* **DATA SECTION**:
....
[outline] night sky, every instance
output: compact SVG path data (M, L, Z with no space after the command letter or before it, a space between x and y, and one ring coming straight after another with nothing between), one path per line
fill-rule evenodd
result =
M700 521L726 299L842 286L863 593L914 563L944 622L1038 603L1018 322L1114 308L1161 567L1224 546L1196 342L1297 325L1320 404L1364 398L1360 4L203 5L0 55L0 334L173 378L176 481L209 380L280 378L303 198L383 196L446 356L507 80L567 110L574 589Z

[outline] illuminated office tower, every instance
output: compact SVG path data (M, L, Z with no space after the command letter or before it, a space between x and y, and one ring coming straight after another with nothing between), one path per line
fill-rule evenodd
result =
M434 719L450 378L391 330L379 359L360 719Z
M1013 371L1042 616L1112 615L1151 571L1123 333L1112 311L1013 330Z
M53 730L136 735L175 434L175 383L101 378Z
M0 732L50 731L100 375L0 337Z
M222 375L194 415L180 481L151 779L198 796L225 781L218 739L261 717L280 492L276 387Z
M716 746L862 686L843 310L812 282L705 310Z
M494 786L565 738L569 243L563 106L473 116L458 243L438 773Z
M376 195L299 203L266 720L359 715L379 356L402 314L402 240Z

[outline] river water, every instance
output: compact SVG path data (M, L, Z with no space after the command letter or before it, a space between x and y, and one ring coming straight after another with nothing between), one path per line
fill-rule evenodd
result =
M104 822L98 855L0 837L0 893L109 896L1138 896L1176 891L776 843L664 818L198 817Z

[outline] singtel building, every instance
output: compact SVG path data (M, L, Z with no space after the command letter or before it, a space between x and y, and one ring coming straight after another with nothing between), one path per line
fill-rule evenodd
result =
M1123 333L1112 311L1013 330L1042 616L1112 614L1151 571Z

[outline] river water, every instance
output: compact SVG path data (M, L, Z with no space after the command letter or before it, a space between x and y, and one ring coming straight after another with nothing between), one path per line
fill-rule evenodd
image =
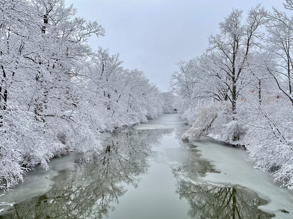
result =
M291 192L253 169L245 151L183 142L189 128L166 114L103 133L100 154L72 153L28 173L1 197L18 204L0 218L293 218Z

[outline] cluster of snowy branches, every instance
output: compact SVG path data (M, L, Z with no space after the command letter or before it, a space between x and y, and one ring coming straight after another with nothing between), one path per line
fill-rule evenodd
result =
M163 112L166 94L118 54L92 51L88 38L104 29L76 12L64 0L0 1L0 188L54 156L98 152L101 131Z
M293 1L284 5L292 13ZM205 52L178 64L171 87L193 126L183 138L243 143L256 168L275 170L275 180L292 189L293 17L260 5L243 16L232 9Z

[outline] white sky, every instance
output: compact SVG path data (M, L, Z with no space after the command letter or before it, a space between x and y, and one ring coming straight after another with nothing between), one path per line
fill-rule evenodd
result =
M244 18L261 3L283 11L282 0L65 0L77 8L77 16L96 20L106 36L89 42L119 53L126 68L144 71L151 82L167 91L175 63L200 55L207 37L218 32L218 24L232 8L243 10ZM287 14L292 14L290 11Z

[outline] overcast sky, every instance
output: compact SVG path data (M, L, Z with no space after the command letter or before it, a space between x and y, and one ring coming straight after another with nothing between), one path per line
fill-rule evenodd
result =
M200 55L207 37L218 32L218 24L232 8L246 14L257 3L283 10L282 0L65 0L77 15L96 20L106 36L92 36L93 49L119 53L127 68L144 71L151 82L167 91L175 63ZM290 13L288 12L288 13Z

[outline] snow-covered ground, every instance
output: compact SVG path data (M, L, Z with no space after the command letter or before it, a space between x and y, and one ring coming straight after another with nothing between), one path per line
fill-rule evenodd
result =
M276 215L276 218L293 217L293 192L280 187L272 182L270 173L253 168L253 164L247 160L247 152L240 148L222 145L208 138L194 142L201 151L201 157L211 162L220 173L207 173L202 179L215 185L237 185L253 190L260 198L269 201L259 208ZM285 210L289 213L283 213Z

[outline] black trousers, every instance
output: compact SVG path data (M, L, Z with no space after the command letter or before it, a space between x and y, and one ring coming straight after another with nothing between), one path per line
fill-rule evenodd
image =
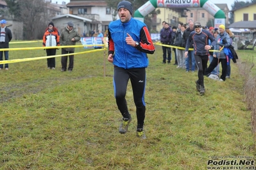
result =
M62 54L73 54L74 51L68 51L65 50L64 49L62 49ZM68 56L64 56L62 57L62 70L65 71L67 70L67 57ZM69 68L67 68L68 70L73 70L74 67L74 55L69 56Z
M124 69L114 67L114 89L116 104L124 118L128 118L129 114L125 96L128 82L130 79L133 101L136 106L137 128L143 128L145 119L146 104L144 93L146 86L146 68Z
M205 70L205 75L207 75L210 73L213 70L214 70L215 67L218 65L218 63L221 63L222 72L221 79L223 81L226 80L226 72L227 72L227 62L226 58L220 58L219 60L219 63L218 58L214 58L212 62L210 63L209 66Z
M207 68L208 55L198 56L194 54L194 60L198 68L198 83L204 87L203 73Z
M46 54L47 56L55 56L56 49L46 49ZM55 67L55 58L47 58L47 66L53 68Z

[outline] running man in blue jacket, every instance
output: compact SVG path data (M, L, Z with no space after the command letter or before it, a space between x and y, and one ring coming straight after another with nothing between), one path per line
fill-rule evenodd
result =
M120 18L108 26L108 57L114 68L114 89L115 101L122 116L121 134L126 133L132 116L129 113L125 95L130 79L136 105L137 135L146 139L143 130L145 119L146 68L148 54L153 54L155 47L144 23L132 17L133 7L127 1L117 5Z
M198 68L198 80L196 81L196 89L201 95L203 95L205 93L203 73L207 67L209 50L215 46L216 41L209 31L202 29L199 21L194 22L194 31L190 33L187 41L185 57L187 58L190 45L193 43L194 59ZM209 39L212 42L210 45L209 45Z

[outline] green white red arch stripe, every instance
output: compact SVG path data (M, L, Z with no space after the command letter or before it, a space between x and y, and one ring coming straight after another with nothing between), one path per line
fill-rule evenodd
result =
M226 18L225 13L208 0L149 0L134 13L134 18L144 22L144 17L157 8L184 8L201 7L215 19Z

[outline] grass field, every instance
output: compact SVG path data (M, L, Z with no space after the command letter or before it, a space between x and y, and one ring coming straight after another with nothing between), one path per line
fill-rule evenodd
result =
M255 52L237 53L241 62ZM9 70L0 71L0 169L211 169L209 160L253 160L251 112L237 65L232 63L225 82L205 77L206 93L200 96L197 73L162 65L162 48L156 46L148 55L142 140L136 137L130 83L126 99L133 121L125 135L118 132L121 116L107 54L76 56L71 73L60 72L60 58L55 70L41 59L11 63ZM46 56L44 50L9 55L10 59Z

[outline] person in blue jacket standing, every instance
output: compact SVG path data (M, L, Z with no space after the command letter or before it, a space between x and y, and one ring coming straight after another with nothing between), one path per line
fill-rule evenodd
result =
M198 68L198 80L196 81L196 89L201 95L203 95L205 93L203 73L207 67L209 50L214 47L216 40L209 31L203 29L199 21L194 22L194 31L190 33L187 41L185 57L187 58L189 48L192 43L194 59ZM209 39L212 42L210 45L209 45Z
M221 24L219 26L219 34L217 36L217 44L215 45L215 49L219 49L222 47L227 48L230 45L231 41L230 38L228 33L225 31L225 26ZM227 65L230 64L227 63L228 58L225 53L225 49L221 50L220 52L214 52L214 58L212 61L210 63L209 66L205 70L205 75L208 75L214 69L216 66L221 63L222 72L220 81L225 81L226 80L226 76L227 73ZM229 60L230 61L230 60Z
M121 1L117 10L120 19L111 22L108 26L108 61L114 66L114 95L123 116L119 131L121 134L126 133L132 121L125 98L130 79L136 106L137 135L146 139L143 126L146 112L146 68L148 65L147 53L153 54L155 47L146 24L132 17L131 3Z

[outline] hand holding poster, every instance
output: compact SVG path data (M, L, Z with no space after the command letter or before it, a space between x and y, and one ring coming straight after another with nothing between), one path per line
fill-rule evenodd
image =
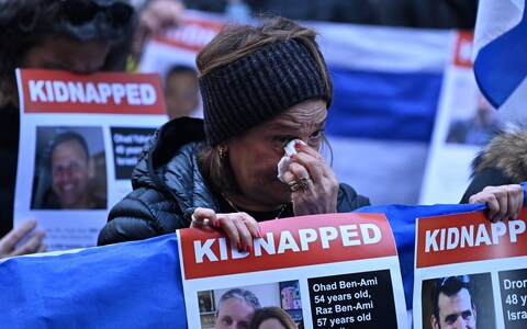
....
* **WHAT IS ASKED**:
Present every line of the records above as a numbered list, skipping blank lines and leaving out the pictures.

* **SOLVED EXERCISE**:
1. [outline] night sky, every instance
2. output: compact SVG path data (M, L, Z with no space after the command letter or before it, a space between x and y, and one ring coming straight after another with nothing between), one path per line
3. fill-rule evenodd
4. result =
5. M700 521L726 299L842 286L863 593L914 563L944 622L1038 603L1018 322L1114 308L1161 567L1224 546L1196 342L1297 325L1320 404L1364 398L1360 4L203 5L0 55L0 334L173 378L176 481L209 380L280 378L303 198L383 196L446 356L507 80L567 110L574 589Z
6. [outline] illuminated office tower, every instance
7. output: compact SVG path data (M, L, Z with no space after the command letter or before it, a space between x and y, and one ring coming straight after another with nothing between), one path per line
8. fill-rule evenodd
9. result =
10. M434 719L450 378L391 330L379 359L360 719Z
11. M1013 371L1042 616L1112 615L1151 571L1123 333L1112 311L1013 330Z
12. M53 730L136 735L175 434L175 383L101 378Z
13. M0 732L50 731L100 375L0 337Z
14. M222 375L194 415L180 481L151 779L198 796L225 781L218 739L261 717L280 492L276 387Z
15. M716 746L862 686L843 310L812 282L705 310Z
16. M494 786L565 738L569 243L563 106L473 116L458 243L438 773Z
17. M376 195L299 203L266 720L359 715L379 356L402 314L402 240Z
18. [outline] river water, every instance
19. output: compact SVG path data (M, L, Z with no space after the command letter or before it, a space between x and y, and one ring coming straight after another with nothing between), one path per line
20. fill-rule evenodd
21. result =
22. M104 822L98 855L0 837L0 893L109 896L1138 896L1176 891L776 843L664 818L198 817Z
23. [outline] singtel building, every instance
24. output: compact SVG path data (M, L, Z with no space after the command letter or before it, a space between x and y, and one ring coming straight after another with nothing between), one path per line
25. fill-rule evenodd
26. result =
27. M1123 333L1112 311L1013 330L1042 616L1112 614L1151 571Z
28. [outline] river water, every instance
29. output: compact SVG path data (M, L, Z with no space after the command letter or before it, a space between x and y, and one ring coming straight after another with nothing between), one path per line
30. fill-rule evenodd
31. image =
32. result =
33. M291 192L253 169L245 151L183 142L189 128L166 114L103 133L100 154L72 153L28 173L1 197L18 204L0 218L293 218Z
34. [outline] cluster of snowy branches, every instance
35. output: compact SVG path data (M, L, Z with no space after the command letter or before it, a space between x and y, and one ring coming straight after another with nothing between), one path per line
36. fill-rule evenodd
37. result =
38. M163 112L166 94L118 54L92 51L88 38L104 29L76 12L64 0L0 1L0 188L54 156L98 152L101 131Z
39. M293 1L284 5L292 13ZM205 52L178 64L171 87L193 126L183 138L243 143L256 168L275 170L275 180L292 189L293 17L260 5L243 16L232 9Z
40. [outline] white sky, every instance
41. output: compact SVG path data (M, L, Z with no space after the command letter or before it, a space between x and y, and one ring coming straight after another with nothing between), one path per line
42. fill-rule evenodd
43. result =
44. M244 18L261 3L283 11L282 0L65 0L77 8L77 16L96 20L106 36L89 42L119 53L126 68L144 71L151 82L167 91L175 63L200 55L207 37L218 32L218 24L232 8L243 10ZM287 14L292 14L290 11Z
45. [outline] overcast sky, every instance
46. output: compact SVG path data (M, L, Z with no space after the command letter or before it, a space between x and y, and one ring coming straight after another with nothing between), one path per line
47. fill-rule evenodd
48. result =
49. M200 55L207 37L218 32L218 24L232 8L246 14L257 3L283 10L282 0L65 0L77 15L96 20L106 36L92 36L93 49L119 53L127 68L144 71L151 82L167 91L175 63ZM290 13L288 12L288 13Z
50. [outline] snow-covered ground, every instance
51. output: compact SVG path data (M, L, Z with no space after the command letter or before it, a space between x and y, and one ring coming straight after another with nothing between), one path per line
52. fill-rule evenodd
53. result =
54. M276 215L276 218L293 217L293 192L280 187L272 182L270 173L253 168L253 164L247 160L247 152L240 148L222 145L208 138L194 142L201 151L201 157L211 162L220 173L207 173L202 179L215 185L237 185L253 190L260 198L269 201L259 208ZM285 210L289 213L283 213Z
55. [outline] black trousers, every instance
56. output: compact SVG path data (M, L, Z with no space after the command letter or before it, a space between x and y, and one ring coming straight after another with nothing between), one path per line
57. fill-rule evenodd
58. image =
59. result =
60. M62 54L73 54L74 51L68 51L65 50L64 49L62 49ZM68 56L64 56L62 57L62 70L65 71L67 70L67 57ZM69 68L67 68L68 70L73 70L74 67L74 55L69 56Z
61. M124 69L114 67L114 89L116 104L124 118L128 118L129 114L125 96L128 82L130 79L133 101L136 106L137 128L143 128L145 119L146 104L144 93L146 86L146 68Z
62. M205 70L205 75L207 75L210 73L213 70L214 70L215 67L218 65L218 63L221 63L222 72L221 79L223 81L226 80L226 72L227 72L227 62L226 58L220 58L219 60L219 63L218 58L214 58L212 62L210 63L209 66Z
63. M207 68L208 55L198 56L194 54L194 60L198 68L198 83L204 87L203 73Z
64. M46 54L47 56L55 56L56 49L46 49ZM55 67L55 58L47 58L47 66L53 68Z
65. [outline] running man in blue jacket, every instance
66. output: compact SVG path data (M, L, Z with no space after the command letter or before it, a space between x and y, and one ring coming straight after another with nothing between), one path per line
67. fill-rule evenodd
68. result =
69. M120 18L108 26L108 57L114 68L114 89L115 101L122 116L121 134L126 133L132 116L129 113L125 95L130 79L136 105L137 135L146 139L143 130L145 119L146 68L148 54L153 54L155 47L144 23L132 17L133 7L127 1L117 5Z
70. M198 68L198 80L196 81L196 89L201 95L203 95L205 93L203 73L207 67L209 50L215 46L216 41L209 31L202 29L199 21L194 22L194 31L190 33L187 41L185 57L187 58L190 45L193 43L194 59ZM209 39L212 42L210 45L209 45Z
71. [outline] green white red arch stripe, every instance
72. output: compact SVG path data (M, L, Z with no space after the command letter or before it, a space between x and y, and one ring coming straight after another with nothing between), one path per line
73. fill-rule evenodd
74. result =
75. M226 18L225 13L208 0L149 0L134 13L134 18L144 22L144 17L157 8L184 8L201 7L215 19Z
76. [outline] grass field, every instance
77. output: compact SVG path data (M, L, Z with no space after the command letter or before it, a space between x and y, and one ring coming straight after another with nothing between), one path per line
78. fill-rule evenodd
79. result =
80. M255 52L237 53L241 62ZM9 70L0 71L0 169L211 169L209 160L253 160L251 112L237 65L232 63L225 82L205 77L206 93L200 96L197 73L162 65L162 48L156 46L148 55L142 140L136 137L130 83L126 99L133 121L125 135L118 132L121 116L107 54L76 56L71 73L60 72L60 58L55 70L41 59L11 63ZM46 56L44 50L9 55L10 59Z
81. [outline] person in blue jacket standing, every instance
82. output: compact SVG path data (M, L, Z with no space after the command letter or before it, a space between x and y, and one ring coming straight after another with nothing between), one path per line
83. fill-rule evenodd
84. result =
85. M198 68L198 80L196 81L196 89L201 95L203 95L205 93L203 73L207 67L209 50L214 47L216 40L209 31L203 29L199 21L194 22L194 31L190 33L187 41L185 57L187 58L189 48L192 43L194 59ZM209 39L212 42L210 45L209 45Z
86. M221 24L219 26L219 34L217 36L217 44L215 45L215 49L219 49L222 47L227 48L230 45L231 41L230 38L228 33L225 31L225 26ZM227 65L230 64L227 63L228 58L225 53L225 49L221 50L220 52L214 52L214 58L212 61L210 63L209 66L205 70L205 75L208 75L214 69L216 66L221 63L222 72L220 81L225 81L226 80L226 76L227 73ZM229 60L230 61L230 60Z
87. M121 1L117 10L120 19L111 22L108 26L108 61L114 66L114 95L123 116L119 131L121 134L126 133L132 121L125 98L130 79L136 106L137 135L146 139L143 126L146 112L146 68L148 65L147 53L153 54L155 47L146 24L132 17L131 3Z
88. [outline] hand holding poster, every instance
89. output: compact SVG path data (M, L, Z with no space after the command letter or before it, a space between x and y, and one ring coming straight after another with nothing between), one path per line
90. fill-rule evenodd
91. image =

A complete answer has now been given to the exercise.